====== Records for processing ======

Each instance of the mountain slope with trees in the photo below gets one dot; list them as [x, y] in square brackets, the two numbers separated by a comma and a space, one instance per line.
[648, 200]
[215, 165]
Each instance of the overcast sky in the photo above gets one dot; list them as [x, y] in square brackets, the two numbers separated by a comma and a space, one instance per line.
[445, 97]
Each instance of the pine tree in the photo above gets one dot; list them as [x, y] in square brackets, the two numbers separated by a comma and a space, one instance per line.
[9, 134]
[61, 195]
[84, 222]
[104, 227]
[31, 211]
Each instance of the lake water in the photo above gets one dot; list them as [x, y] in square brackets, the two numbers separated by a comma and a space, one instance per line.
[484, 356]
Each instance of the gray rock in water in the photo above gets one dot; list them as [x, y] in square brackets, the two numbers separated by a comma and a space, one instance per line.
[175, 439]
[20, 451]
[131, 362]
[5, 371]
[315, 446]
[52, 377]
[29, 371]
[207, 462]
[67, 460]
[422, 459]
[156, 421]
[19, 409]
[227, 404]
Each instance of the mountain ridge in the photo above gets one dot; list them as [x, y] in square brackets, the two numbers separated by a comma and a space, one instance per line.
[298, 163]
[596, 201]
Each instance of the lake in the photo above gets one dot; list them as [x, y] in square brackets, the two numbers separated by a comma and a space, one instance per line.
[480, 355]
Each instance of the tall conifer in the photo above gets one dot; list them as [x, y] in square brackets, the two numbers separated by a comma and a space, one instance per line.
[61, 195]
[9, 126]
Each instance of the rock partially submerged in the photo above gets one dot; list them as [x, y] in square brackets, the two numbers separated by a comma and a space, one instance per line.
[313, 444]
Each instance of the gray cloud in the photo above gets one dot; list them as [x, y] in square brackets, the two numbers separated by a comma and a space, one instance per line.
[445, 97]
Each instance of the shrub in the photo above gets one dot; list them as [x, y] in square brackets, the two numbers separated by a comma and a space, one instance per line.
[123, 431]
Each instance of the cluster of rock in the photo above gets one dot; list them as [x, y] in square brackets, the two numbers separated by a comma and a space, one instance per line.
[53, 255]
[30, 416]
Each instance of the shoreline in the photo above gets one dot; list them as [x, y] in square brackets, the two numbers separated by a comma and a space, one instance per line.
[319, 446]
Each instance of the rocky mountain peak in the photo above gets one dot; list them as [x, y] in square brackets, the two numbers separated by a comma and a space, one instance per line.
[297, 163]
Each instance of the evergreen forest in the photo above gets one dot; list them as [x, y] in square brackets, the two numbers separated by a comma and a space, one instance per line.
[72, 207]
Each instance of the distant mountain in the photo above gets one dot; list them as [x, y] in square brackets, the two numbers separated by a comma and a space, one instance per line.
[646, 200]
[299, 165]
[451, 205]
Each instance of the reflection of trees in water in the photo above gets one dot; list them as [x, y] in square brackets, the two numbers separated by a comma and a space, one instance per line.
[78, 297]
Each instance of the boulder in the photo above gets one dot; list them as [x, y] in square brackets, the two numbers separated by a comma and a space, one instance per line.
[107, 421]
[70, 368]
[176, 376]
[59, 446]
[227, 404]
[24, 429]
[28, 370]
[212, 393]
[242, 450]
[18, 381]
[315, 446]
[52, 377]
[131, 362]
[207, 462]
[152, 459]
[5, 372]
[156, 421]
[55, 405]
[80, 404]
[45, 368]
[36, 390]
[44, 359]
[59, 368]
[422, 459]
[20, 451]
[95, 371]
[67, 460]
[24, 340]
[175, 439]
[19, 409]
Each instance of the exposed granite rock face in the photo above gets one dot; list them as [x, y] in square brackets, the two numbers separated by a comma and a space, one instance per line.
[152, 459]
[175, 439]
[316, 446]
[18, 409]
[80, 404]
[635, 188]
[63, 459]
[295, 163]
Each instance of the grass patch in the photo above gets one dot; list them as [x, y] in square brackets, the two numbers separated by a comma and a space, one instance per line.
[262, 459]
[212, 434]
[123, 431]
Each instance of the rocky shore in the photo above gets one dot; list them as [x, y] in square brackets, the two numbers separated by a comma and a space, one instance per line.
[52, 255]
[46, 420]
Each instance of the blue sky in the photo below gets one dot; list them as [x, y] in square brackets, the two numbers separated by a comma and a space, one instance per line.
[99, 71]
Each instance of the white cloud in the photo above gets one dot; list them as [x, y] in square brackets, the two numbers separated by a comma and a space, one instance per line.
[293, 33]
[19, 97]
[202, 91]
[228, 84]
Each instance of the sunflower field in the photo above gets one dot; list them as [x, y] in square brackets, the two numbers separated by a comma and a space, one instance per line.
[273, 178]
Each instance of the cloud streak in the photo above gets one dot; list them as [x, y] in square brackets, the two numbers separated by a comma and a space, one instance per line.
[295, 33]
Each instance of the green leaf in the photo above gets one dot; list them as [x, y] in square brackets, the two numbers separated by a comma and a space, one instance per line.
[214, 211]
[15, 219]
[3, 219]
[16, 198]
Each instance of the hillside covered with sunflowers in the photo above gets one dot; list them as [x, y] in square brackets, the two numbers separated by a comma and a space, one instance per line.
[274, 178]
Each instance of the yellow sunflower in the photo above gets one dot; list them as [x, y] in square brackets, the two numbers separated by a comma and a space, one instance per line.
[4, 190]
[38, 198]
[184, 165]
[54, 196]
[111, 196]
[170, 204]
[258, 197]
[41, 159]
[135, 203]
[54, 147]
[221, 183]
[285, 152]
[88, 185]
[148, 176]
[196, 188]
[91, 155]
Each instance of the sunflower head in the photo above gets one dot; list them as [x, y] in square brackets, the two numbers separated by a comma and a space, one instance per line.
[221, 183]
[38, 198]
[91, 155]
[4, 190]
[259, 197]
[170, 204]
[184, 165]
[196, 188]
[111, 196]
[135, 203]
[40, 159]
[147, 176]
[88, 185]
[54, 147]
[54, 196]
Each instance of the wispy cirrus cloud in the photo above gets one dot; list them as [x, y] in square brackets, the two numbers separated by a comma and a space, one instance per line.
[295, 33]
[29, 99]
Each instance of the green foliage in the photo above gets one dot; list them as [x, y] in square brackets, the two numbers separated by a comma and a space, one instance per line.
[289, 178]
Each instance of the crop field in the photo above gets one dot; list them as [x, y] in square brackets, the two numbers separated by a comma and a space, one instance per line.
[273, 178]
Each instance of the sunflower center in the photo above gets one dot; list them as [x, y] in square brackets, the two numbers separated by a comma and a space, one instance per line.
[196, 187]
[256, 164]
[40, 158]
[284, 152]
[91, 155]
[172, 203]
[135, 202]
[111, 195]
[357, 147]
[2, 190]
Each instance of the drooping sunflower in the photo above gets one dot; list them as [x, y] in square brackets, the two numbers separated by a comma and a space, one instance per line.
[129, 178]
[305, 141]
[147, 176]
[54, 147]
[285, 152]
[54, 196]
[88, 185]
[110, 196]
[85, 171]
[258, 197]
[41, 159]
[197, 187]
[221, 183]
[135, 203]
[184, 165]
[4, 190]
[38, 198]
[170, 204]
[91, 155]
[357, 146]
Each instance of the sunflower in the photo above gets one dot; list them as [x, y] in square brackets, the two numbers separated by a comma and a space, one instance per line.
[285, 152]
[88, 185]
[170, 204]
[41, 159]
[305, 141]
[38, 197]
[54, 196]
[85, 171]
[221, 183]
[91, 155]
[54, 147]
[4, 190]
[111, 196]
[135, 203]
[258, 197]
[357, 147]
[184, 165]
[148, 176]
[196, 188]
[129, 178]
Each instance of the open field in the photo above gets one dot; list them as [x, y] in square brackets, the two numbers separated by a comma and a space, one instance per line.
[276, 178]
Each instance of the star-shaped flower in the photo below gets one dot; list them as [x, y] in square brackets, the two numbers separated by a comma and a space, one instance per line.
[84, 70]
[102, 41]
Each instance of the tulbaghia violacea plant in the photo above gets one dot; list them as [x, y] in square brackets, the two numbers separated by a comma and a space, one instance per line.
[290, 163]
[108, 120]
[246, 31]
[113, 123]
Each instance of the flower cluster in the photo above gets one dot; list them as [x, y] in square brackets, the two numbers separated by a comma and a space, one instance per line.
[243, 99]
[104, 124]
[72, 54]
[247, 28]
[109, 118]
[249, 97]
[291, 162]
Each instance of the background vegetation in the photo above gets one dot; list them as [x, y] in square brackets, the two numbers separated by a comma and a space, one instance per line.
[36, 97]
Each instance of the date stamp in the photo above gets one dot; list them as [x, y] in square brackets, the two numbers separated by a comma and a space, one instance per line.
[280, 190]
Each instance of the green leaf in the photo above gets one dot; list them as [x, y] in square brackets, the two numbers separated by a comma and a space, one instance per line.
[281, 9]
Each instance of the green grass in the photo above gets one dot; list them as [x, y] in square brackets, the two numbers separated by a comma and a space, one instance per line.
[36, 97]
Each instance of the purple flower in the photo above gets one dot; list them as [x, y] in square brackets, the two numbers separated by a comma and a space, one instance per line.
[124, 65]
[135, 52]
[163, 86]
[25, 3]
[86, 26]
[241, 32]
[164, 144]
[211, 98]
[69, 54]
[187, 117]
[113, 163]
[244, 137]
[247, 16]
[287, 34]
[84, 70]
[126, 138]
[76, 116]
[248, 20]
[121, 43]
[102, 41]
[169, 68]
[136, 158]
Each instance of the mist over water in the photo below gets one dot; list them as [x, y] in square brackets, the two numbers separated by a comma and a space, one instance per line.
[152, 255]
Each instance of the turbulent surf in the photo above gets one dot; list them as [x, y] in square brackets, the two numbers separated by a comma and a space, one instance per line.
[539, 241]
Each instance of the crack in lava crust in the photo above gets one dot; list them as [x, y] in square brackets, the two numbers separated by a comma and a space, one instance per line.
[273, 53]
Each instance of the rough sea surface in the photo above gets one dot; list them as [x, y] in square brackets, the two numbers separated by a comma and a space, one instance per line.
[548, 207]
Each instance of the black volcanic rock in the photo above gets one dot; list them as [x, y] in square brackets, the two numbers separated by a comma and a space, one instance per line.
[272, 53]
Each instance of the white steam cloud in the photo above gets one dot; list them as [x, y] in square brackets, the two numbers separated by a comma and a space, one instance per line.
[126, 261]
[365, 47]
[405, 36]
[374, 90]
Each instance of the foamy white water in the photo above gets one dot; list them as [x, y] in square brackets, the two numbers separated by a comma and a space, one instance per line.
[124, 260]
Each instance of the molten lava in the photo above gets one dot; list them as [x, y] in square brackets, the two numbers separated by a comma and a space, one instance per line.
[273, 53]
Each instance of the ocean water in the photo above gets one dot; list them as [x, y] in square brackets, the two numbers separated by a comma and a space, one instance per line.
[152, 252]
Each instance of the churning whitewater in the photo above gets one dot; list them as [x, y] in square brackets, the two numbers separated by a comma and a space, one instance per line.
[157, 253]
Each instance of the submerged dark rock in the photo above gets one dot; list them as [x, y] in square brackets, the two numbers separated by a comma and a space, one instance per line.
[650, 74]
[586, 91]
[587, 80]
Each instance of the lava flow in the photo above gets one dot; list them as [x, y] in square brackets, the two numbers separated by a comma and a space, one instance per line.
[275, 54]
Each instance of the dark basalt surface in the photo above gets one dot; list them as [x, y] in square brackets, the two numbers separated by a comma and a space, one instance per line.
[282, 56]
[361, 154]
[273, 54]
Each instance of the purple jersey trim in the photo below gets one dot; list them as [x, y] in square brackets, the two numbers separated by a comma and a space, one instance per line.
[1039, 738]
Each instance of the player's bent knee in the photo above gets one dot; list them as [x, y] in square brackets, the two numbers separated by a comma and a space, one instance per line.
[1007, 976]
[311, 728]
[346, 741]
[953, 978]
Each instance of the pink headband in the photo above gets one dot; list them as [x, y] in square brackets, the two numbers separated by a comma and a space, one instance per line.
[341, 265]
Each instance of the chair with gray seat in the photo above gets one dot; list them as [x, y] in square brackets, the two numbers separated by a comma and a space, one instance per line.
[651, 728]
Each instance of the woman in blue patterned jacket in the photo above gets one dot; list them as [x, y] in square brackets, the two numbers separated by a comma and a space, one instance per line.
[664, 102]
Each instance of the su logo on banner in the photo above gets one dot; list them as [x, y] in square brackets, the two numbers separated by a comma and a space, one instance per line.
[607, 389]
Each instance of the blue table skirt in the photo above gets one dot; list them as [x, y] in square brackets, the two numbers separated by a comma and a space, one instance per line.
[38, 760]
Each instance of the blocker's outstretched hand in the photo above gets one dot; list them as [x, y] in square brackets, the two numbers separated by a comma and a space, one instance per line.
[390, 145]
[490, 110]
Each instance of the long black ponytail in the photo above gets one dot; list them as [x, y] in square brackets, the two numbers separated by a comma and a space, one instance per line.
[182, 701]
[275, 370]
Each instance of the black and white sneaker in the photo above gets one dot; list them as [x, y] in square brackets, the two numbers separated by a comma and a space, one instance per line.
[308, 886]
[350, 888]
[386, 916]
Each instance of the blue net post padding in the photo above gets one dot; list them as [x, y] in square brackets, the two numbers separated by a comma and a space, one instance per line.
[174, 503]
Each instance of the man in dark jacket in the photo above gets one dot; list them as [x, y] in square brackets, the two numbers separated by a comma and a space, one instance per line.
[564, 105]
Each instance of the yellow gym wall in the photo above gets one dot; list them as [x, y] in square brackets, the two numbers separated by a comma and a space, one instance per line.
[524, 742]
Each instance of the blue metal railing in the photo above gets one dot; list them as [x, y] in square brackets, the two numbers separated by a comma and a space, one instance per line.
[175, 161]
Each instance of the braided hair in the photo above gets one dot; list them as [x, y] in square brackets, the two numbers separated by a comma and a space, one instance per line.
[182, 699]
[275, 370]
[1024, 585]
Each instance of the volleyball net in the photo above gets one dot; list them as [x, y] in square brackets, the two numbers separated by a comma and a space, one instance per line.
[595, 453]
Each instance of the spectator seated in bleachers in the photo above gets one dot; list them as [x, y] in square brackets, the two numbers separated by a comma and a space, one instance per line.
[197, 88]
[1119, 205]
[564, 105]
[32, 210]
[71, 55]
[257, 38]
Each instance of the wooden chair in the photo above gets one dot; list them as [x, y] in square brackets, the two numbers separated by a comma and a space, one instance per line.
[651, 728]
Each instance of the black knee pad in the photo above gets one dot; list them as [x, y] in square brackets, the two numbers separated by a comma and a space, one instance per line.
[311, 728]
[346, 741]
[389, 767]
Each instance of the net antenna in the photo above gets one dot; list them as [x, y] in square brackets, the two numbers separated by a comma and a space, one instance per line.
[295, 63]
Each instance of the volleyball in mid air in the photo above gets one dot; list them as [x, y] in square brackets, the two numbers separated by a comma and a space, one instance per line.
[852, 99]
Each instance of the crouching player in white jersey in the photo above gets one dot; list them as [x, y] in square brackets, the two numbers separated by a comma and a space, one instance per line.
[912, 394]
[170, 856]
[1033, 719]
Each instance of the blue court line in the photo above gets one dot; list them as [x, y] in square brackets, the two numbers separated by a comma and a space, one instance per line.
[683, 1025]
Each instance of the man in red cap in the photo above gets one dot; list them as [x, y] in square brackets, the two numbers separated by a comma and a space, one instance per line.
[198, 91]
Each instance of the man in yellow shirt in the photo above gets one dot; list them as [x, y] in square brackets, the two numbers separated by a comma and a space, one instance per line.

======

> Short problem
Start at the line containing "Each instance of the volleyball in" and continue to the end of the records. Give those lines again, replacing "dot" with "marker" and leaving everything else the same.

> Answer to the exercise
Each instance of the volleyball in mid air in the photo above gets one marker; list them as [x, y] in square brackets, the two numbers separated by a comma and a space, one instance per line.
[852, 99]
Each instance of the crouching player in white jersey in the photo above gets one marker; list them as [x, y] in square brackets, the two numbers separated by a comma and a space, one instance per line.
[912, 394]
[170, 856]
[1033, 719]
Each instance of the blue court line in the photo above gets one marker; list them as [x, y] in square brackets, the two numbers separated by a comma and a space, one instance per line.
[683, 1025]
Each instance of the man in red cap in the photo above gets one marker; list them as [x, y] in square brackets, the two numbers separated by a comma and a space, one instance per line.
[198, 91]
Each instance of the man in yellow shirt in the photo above gets one marker; list them as [x, y] in square brackets, the two numbers separated by a comma and a space, one instance per line.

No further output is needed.